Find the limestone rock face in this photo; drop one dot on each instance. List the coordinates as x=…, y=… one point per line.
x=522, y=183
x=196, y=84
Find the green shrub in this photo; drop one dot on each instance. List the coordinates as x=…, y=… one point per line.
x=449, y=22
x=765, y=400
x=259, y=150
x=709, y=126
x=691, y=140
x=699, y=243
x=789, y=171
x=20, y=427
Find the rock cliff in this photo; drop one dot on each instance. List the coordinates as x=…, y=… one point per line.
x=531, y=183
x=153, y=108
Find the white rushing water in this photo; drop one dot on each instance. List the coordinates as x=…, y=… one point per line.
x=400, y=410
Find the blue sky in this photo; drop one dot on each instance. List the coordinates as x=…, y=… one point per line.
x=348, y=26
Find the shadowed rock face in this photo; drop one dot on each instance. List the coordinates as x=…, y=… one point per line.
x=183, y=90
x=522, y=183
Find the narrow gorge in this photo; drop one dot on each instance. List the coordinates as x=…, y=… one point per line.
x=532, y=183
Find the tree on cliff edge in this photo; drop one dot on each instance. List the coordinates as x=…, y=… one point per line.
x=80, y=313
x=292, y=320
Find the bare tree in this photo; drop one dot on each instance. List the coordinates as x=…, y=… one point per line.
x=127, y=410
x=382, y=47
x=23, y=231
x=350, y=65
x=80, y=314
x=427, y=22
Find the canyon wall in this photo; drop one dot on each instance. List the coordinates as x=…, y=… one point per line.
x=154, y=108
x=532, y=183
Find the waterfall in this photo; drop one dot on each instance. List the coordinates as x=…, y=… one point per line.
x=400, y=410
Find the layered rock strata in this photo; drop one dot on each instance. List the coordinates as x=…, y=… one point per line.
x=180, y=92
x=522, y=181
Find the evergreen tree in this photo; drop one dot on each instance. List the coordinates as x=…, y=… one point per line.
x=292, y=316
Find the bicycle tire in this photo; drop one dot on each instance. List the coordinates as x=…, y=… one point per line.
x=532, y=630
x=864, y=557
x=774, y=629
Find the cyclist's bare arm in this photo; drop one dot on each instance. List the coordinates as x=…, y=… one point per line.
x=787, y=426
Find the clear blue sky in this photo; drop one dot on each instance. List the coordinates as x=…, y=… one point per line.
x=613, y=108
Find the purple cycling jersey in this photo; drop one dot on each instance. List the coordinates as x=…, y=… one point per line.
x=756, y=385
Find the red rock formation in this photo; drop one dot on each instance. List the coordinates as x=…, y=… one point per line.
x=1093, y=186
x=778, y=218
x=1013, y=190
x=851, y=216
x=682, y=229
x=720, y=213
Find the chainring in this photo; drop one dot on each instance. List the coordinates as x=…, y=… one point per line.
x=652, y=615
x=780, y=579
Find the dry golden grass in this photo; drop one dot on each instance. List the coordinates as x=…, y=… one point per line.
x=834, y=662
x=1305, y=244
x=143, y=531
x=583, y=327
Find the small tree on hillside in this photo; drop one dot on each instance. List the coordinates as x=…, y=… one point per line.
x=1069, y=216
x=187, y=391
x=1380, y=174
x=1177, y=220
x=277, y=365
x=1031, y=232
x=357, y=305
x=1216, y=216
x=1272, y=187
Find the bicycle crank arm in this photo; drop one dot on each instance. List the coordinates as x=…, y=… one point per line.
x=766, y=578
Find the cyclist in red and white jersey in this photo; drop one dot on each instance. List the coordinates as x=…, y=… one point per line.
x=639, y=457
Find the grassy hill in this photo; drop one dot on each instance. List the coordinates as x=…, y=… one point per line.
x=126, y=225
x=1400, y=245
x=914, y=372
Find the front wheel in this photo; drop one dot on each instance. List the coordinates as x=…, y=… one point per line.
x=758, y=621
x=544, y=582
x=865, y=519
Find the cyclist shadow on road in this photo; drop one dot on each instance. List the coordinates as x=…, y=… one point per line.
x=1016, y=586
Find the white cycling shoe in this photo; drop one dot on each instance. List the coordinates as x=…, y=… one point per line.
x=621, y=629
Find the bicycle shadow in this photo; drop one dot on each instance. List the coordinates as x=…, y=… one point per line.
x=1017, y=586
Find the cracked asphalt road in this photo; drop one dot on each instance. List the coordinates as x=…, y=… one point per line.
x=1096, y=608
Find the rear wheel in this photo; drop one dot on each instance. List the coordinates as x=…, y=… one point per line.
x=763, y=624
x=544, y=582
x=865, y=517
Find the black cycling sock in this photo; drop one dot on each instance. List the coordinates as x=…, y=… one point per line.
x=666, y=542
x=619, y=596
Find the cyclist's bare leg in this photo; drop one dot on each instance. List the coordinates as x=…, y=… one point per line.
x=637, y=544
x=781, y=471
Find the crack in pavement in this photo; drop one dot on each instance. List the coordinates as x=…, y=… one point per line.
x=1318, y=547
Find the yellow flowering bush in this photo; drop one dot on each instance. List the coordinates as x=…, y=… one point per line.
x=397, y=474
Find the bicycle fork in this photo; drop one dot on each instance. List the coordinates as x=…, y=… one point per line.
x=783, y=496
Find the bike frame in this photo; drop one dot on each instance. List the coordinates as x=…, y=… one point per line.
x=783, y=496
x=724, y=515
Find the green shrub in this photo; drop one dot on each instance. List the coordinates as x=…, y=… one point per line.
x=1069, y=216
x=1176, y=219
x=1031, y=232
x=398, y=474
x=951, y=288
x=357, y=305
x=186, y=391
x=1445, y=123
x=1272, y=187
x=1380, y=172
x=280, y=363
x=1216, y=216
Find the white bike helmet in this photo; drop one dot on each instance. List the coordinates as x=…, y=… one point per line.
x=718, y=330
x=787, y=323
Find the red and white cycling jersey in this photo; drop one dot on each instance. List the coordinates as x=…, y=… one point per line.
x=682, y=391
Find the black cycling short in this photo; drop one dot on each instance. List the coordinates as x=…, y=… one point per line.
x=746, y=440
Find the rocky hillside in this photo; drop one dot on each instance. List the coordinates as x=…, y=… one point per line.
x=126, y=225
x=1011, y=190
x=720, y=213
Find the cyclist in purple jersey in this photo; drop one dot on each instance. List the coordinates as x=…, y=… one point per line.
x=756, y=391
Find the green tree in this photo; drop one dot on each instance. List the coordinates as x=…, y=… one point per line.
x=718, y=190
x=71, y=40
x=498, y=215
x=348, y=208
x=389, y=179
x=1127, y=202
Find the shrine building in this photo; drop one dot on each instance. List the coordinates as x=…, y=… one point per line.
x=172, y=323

::::

#### Work to complete
Put each line of the data above into a numbered list, skipping any blank lines.

#### Response
1. Find the limestone rock face in this photo; drop one dot on each instance. List the coordinates as x=…, y=… one point per line.
2. x=522, y=183
3. x=196, y=84
4. Find the green shrub in this photo; drop one dot on each instance. List the coordinates as x=…, y=… one point per line.
5. x=449, y=22
6. x=765, y=400
7. x=259, y=150
8. x=709, y=126
9. x=691, y=140
10. x=699, y=243
11. x=789, y=171
12. x=20, y=427
13. Find the rock cliff in this photo; drop one dot on each instance. List the coordinates as x=…, y=… one point per line.
14. x=531, y=183
15. x=153, y=108
16. Find the white rushing water in this photo; drop one dot on each instance. List the coordinates as x=…, y=… one point per line.
17. x=400, y=410
18. Find the blue sky in this photo; drop one dot on each instance. List the coordinates as x=…, y=… one point per line.
19. x=348, y=26
20. Find the shadowed rock face in this photo; drop one dot on each instance. List the coordinates as x=…, y=… one point per line.
21. x=183, y=90
22. x=522, y=183
23. Find the narrow gorge in this photo; drop one dot on each instance. List the coordinates as x=…, y=… one point per line.
24. x=532, y=183
25. Find the tree on cliff edge in this photo; drop one dot on each instance. List the coordinates as x=…, y=… one point per line.
26. x=80, y=313
27. x=292, y=320
28. Find the bare tree in this photo; drop one dot on each instance. List the coordinates as x=…, y=… one point per line.
29. x=127, y=410
30. x=382, y=47
31. x=23, y=231
32. x=350, y=65
33. x=80, y=314
34. x=427, y=22
35. Find the canyon wall in this photo; drop one dot on each instance. List the coordinates as x=…, y=… one point per line.
36. x=154, y=108
37. x=532, y=183
38. Find the waterfall in this photo; drop one dot on each instance. List the coordinates as x=…, y=… one point per line.
39. x=400, y=410
40. Find the layered rock strata in this photo; drop one dot on each instance. List the coordinates as x=…, y=… one point per line.
41. x=180, y=92
42. x=522, y=181
43. Find the evergreen tree in this photo; drop one dot on each instance. List the coordinates as x=…, y=… one point per line.
44. x=292, y=316
45. Find the bicycle tire in this photo; drop one dot on each instance. List the coordinates as x=…, y=… one point per line.
46. x=532, y=630
47. x=864, y=557
48. x=774, y=629
49. Find the cyclist's bare arm in this photo; drop one dot on each instance. List the coordinates as x=…, y=… one point per line.
50. x=787, y=426
51. Find the clear blue sky in this photo; drop one dot on each instance. List the coordinates as x=…, y=… one point per line.
52. x=613, y=108
53. Find the purple cycling jersey in this photo; drop one dot on each instance. List the coordinates as x=…, y=… one point per line.
54. x=756, y=385
55. Find the red rock formation in this photo; drop one dot on each instance. List the coordinates as x=…, y=… one point per line.
56. x=1093, y=186
57. x=778, y=218
58. x=1013, y=190
59. x=851, y=216
60. x=682, y=229
61. x=720, y=213
62. Find the chainring in this photo; drop one dot on each instance. List the coordinates as x=…, y=… one point per line.
63. x=652, y=615
64. x=780, y=579
65. Find the dry golden grass in this photo; drop one dot on each instance. List the coordinates as x=…, y=… one point per line.
66. x=834, y=662
67. x=1305, y=244
68. x=143, y=531
69. x=583, y=327
70. Find the small tree on hillside in this photo; drop one dot on each instance. List the coordinates as x=…, y=… one point per line.
71. x=1069, y=216
72. x=187, y=391
73. x=1380, y=174
74. x=1177, y=220
75. x=277, y=365
76. x=1031, y=232
77. x=357, y=305
78. x=1216, y=216
79. x=1272, y=187
80. Find the bicycle crank arm in this photo; drop one dot on each instance. List the coordinates as x=…, y=… one point per line.
81. x=766, y=578
82. Find the cyclist in red and white jersey in this photo; drop one dot on each instance. List the coordinates as x=…, y=… one point per line.
83. x=639, y=457
84. Find the grassy hill in this photo; drop one dot on each instance. List the coordinates as x=…, y=… one point per line.
85. x=126, y=225
86. x=1400, y=245
87. x=914, y=372
88. Find the front wheel in this photo; drop one dot on each instance. List the coordinates as x=…, y=… one point per line.
89. x=758, y=621
90. x=544, y=582
91. x=865, y=519
92. Find the cyclist shadow on road in this photo; drop one dot on each instance. List the coordinates as x=…, y=… one point per line.
93. x=1016, y=586
94. Find the white cycling shoe in this photo; drop one dot on each instance. List the coordinates as x=…, y=… one point per line.
95. x=621, y=629
96. Find the bicycle shadow in this photo; drop one dot on each instance. List the coordinates as x=…, y=… one point per line.
97. x=1017, y=586
98. Find the cracked asphalt road in this photo; drop one dot on each instance. List the coordinates as x=…, y=… one point per line.
99. x=1096, y=608
100. Find the rear wheel in this photo; drop one dot on each instance. List the coordinates as x=…, y=… one point per line.
101. x=763, y=624
102. x=544, y=582
103. x=865, y=517
104. Find the black cycling sock in this photo; drop one dot on each instance. List the coordinates as x=…, y=… one point per line.
105. x=666, y=542
106. x=619, y=596
107. Find the cyclist's bare leg in this photo; drop one dot on each instance. List the coordinates as x=…, y=… one point per line.
108. x=637, y=544
109. x=781, y=471
110. Find the crack in pavement in this photo; drop one dot on each instance. List the coordinates as x=…, y=… one point per line.
111. x=1318, y=547
112. Find the yellow flowering bush in this photo; drop one dot on each instance. List the coordinates as x=…, y=… one point per line.
113. x=397, y=474
114. Find the bicycle fork in this photo; drop one dot on each instance. List the coordinates as x=…, y=… one point per line.
115. x=783, y=496
116. Find the bike frame in this photo; drop one dot on each instance. List the coordinates as x=…, y=… one point per line.
117. x=783, y=496
118. x=724, y=515
119. Find the green shrub in this photo; drop one dot on each instance. List the coordinates as x=…, y=… one point per line.
120. x=1069, y=216
121. x=1176, y=219
122. x=1031, y=232
123. x=398, y=474
124. x=951, y=288
125. x=357, y=305
126. x=186, y=391
127. x=1445, y=123
128. x=1272, y=187
129. x=1380, y=172
130. x=280, y=363
131. x=1216, y=216
132. Find the white bike helmet in this photo; drop one dot on each instance. List the coordinates as x=…, y=… one point per line.
133. x=718, y=330
134. x=787, y=323
135. Find the red and white cycling jersey in this photo; drop one dot on each instance. List the coordinates as x=…, y=… one point per line.
136. x=682, y=391
137. Find the black cycling short in this photo; drop one dot on each instance. List the coordinates as x=…, y=… one point per line.
138. x=746, y=440
139. Find the rocky hillside in this photo; drop one dot on each instance. List the coordinates as x=…, y=… one point per line.
140. x=126, y=225
141. x=1011, y=190
142. x=720, y=213
143. Find the cyclist in purple jersey in this photo; drop one dot on each instance. List the coordinates as x=…, y=… one point per line.
144. x=756, y=391
145. Find the green tree in this photo; drop one dot on each instance. List the coordinates as x=…, y=… one point per line.
146. x=718, y=190
147. x=71, y=40
148. x=498, y=215
149. x=348, y=208
150. x=389, y=179
151. x=1127, y=202
152. Find the shrine building in this photo; drop one dot on each instance. List the coordinates as x=…, y=… one point per line.
153. x=172, y=323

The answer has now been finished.